**What to work on**
Find each line in the rows below that contains the string "pants" and copy those lines. Matching is case-sensitive.

++++++

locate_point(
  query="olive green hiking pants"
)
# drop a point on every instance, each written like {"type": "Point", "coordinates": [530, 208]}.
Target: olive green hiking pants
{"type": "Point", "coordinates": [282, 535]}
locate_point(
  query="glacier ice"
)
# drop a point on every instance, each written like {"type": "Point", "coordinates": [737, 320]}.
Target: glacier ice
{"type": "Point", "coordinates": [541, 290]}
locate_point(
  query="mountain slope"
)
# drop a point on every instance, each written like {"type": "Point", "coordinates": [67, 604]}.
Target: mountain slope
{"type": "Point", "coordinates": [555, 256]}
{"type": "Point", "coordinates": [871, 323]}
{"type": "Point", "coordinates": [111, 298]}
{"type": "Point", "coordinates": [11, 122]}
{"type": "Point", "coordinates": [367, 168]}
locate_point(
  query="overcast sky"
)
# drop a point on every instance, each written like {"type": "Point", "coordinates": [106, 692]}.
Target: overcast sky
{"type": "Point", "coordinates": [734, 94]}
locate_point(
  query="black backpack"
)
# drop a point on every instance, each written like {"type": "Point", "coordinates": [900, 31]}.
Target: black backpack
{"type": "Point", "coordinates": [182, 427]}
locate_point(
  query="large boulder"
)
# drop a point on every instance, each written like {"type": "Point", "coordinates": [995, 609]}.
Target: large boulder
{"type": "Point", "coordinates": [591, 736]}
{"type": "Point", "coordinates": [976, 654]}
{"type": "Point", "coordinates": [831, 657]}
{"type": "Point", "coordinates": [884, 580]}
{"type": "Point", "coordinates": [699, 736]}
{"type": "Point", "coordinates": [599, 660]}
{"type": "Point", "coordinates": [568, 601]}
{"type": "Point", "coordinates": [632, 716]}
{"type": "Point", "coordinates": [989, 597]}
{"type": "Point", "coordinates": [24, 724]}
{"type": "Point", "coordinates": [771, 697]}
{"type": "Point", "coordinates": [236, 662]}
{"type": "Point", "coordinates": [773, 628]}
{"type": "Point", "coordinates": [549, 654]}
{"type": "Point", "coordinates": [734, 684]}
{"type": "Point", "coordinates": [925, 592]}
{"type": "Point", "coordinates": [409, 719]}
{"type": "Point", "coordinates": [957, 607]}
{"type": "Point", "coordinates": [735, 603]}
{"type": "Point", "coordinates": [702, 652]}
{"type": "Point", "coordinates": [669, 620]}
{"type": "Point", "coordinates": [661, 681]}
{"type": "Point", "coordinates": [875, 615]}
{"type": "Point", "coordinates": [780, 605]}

++++++

**Task response**
  query="olive green hiking pants"
Target: olive green hiking pants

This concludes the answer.